» Direction A:
Return the passage from the demand response excerpt below that opens with the words containing "The challenge of" and closes with "centralized decision-making [1].", copied word for word.

Several demand response (DR) strategies rely on real-time pricing and selfish local optimization, which may not result in optimal electricity consumption patterns from the viewpoint of an energy supplier or a power system. Thus, this paper proposes a strategy enabling centralized adjustments to cost-minimize consumers’ load. By employing the strategy, an aggregator is able to alter electricity consumption in order to remove power imbalances and to participate in the balancing power market (BPM). In this paper, we focus on direct electric space heating (DESH) loads that aim to minimize their heating cost locally. The consumers and an aggregator agree about an indoor temperature band, within which the aggregator is allowed to alter the temperature, and thus the electricity consumption. Centrally, the aggregator procures its electricity demand from a day-ahead (DA) market by utilizing the allowed temperature band and employs the band later in real-time (RT) operation for the balancing of its own imbalances or regulating power in the BPM.

1. Introduction

The challenge of enabling demand-side participation in power system operation and markets has received increasing attention during the last ten years. The reason for the attention is mainly the flexibility potential of the demand-side which could be employed to balance variable generation and to improve the operation of electricity markets. Typically, strategies to unleash the flexibility assume sufficient automation so that burden and inconvenience to consumers are minimized. Depending on the application, the strategy may emphasize local or centralized decision-making [1].
Local decision-making can be more comfortable to the consumers who are able to retain their control and privacy compared to strategies based on a centralized controlling entity. Furthermore, the local decision-making problems are possibly complex in practice [2], and, consequently, the implementation of the centralized control of several consumers can be challenging with similar accuracy. Despite the benefits of local decision-making, the decisions and the resulting consumption profile may endanger the energy supplier’s (aggregator’s) balance maintenance and limit the beneficial flexibility from the power system’s point of view. The expected amount of demand response (DR) can also be uncertain [3], which increases the need of real-time balancing. As a result, centralized consumption adjustments become desirable. Such strategies combining local and centralized decisions have been investigated, for example, via demand-side bidding [4,5], incentives [6,7], or real-time (RT) pricing [8,9].
In the present paper, the approach is to share the demand-side flexibility between local and centralized decision-making. Since we focus on direct electric space heating (DESH), the consumers and the aggregator agree about a temperature band that fixes the flexibility available to the aggregator. By utilizing the band, a load model, and generic control signals communicated to the loads, the consumption can be effectively exploited in the day-ahead (DA) market, the balancing power market (BPM), and the maintenance of imbalance. A part of the obtained profit is further shared with the controlled consumers. The proposed strategy is tested by simulating a population of Finnish electrically heated detached houses participating in the Nordic DA electricity market, Elspot, and the Finnish BPM via the aggregator.

» Direction B:
How many lines in the entries below contain the string "flower"? Case counts, and the reply should be the number alone.

» Data excerpts:
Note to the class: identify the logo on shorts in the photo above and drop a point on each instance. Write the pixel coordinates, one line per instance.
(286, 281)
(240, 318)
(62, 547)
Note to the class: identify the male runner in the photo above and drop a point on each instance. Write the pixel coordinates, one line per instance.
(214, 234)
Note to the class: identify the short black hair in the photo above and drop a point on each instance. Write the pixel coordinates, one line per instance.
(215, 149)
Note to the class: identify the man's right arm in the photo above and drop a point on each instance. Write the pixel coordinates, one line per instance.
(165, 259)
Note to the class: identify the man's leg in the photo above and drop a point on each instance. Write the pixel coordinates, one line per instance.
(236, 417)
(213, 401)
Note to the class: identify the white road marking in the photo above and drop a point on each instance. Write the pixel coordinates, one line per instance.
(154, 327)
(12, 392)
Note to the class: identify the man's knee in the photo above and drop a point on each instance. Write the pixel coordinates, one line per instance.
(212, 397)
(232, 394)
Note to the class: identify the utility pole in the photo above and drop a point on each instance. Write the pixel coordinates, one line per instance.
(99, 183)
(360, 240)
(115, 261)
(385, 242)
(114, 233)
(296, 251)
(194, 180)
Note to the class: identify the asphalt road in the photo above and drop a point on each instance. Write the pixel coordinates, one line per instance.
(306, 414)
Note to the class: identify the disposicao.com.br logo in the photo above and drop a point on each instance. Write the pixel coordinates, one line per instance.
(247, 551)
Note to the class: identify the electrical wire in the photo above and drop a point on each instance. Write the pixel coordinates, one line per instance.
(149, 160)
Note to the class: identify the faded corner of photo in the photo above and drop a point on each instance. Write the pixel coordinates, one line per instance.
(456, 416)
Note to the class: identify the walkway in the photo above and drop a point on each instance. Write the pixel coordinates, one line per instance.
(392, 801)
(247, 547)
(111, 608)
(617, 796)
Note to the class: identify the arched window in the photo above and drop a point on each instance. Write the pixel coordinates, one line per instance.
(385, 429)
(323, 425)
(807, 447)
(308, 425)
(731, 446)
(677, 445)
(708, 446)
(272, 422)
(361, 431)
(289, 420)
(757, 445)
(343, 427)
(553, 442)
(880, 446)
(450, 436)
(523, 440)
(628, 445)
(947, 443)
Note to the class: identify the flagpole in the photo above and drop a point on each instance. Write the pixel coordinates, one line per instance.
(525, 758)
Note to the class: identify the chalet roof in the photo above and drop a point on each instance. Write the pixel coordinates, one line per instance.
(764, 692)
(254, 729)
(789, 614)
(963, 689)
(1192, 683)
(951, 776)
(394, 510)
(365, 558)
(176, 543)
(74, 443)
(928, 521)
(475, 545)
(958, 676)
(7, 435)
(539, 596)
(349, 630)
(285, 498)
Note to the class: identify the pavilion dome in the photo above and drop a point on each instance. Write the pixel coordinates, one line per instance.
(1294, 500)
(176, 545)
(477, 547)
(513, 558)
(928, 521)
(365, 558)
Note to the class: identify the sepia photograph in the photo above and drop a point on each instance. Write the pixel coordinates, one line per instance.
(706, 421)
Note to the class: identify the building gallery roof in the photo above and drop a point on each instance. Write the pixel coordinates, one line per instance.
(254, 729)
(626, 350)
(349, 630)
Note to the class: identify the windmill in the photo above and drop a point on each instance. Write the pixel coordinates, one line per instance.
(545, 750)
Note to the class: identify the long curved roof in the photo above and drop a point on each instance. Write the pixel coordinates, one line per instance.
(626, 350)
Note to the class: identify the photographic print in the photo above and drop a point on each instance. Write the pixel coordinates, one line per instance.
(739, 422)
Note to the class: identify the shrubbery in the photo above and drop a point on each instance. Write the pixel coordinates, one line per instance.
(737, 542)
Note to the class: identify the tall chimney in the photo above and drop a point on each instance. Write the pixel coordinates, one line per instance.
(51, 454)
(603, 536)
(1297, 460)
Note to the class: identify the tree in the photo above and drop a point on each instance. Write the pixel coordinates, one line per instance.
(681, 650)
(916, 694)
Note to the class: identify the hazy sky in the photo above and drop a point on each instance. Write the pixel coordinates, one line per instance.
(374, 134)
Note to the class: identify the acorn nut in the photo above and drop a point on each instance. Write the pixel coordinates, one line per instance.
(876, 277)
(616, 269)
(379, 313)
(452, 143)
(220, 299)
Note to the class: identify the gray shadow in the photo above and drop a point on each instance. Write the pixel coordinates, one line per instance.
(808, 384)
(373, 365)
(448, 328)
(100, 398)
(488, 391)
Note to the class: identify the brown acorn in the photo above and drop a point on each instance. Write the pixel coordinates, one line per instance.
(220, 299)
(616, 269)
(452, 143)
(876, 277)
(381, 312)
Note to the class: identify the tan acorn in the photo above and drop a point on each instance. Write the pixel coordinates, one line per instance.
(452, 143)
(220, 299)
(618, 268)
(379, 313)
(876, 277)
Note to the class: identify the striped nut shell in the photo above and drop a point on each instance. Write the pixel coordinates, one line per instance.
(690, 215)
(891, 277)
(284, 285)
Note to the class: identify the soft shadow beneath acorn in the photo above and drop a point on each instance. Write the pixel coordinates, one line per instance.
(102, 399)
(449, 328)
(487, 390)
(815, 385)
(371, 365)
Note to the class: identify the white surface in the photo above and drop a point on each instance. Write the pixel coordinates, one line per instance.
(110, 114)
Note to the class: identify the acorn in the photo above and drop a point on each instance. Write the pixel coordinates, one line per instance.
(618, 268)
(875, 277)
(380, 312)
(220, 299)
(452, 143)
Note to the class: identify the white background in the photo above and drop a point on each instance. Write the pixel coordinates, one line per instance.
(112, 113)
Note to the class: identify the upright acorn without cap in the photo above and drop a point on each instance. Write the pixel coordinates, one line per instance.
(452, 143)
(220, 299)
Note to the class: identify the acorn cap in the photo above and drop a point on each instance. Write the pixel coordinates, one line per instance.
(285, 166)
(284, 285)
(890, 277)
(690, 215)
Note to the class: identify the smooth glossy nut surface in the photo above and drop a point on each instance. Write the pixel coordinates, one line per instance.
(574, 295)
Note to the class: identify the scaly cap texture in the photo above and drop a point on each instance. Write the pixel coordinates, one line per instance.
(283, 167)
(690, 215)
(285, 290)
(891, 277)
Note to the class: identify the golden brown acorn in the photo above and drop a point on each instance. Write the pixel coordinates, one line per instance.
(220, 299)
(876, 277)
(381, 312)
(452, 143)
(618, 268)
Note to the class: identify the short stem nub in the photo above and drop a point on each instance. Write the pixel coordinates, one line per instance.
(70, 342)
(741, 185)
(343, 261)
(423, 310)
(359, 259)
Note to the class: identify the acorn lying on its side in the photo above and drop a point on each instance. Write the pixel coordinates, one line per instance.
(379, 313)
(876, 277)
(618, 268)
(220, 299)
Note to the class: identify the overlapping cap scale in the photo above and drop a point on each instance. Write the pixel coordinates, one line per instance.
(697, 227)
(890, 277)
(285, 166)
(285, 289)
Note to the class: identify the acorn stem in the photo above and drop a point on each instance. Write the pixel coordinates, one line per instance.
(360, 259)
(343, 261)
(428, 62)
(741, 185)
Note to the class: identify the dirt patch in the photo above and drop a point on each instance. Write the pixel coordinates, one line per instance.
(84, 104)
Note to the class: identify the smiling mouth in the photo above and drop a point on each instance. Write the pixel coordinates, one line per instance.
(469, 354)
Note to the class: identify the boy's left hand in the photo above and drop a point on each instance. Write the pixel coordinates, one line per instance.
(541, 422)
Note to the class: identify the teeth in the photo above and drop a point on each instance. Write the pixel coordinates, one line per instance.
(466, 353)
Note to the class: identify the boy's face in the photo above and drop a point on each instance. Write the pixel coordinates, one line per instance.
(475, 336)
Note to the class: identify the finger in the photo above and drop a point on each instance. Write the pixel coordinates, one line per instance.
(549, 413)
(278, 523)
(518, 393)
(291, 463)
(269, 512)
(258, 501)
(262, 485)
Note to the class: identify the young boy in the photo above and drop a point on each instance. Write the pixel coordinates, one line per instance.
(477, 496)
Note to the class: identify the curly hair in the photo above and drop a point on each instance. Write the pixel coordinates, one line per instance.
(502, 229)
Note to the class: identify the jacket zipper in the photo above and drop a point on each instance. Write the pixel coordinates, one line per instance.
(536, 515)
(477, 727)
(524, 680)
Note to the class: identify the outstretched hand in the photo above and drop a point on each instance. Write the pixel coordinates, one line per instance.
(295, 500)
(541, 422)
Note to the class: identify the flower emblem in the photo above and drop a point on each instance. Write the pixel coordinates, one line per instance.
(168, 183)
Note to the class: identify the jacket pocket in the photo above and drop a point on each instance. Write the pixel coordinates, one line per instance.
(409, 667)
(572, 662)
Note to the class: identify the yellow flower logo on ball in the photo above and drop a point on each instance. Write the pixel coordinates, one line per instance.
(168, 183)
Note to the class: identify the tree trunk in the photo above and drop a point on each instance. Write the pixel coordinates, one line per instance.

» Correct answer A:
The challenge of enabling demand-side participation in power system operation and markets has received increasing attention during the last ten years. The reason for the attention is mainly the flexibility potential of the demand-side which could be employed to balance variable generation and to improve the operation of electricity markets. Typically, strategies to unleash the flexibility assume sufficient automation so that burden and inconvenience to consumers are minimized. Depending on the application, the strategy may emphasize local or centralized decision-making [1].

» Correct answer B:
2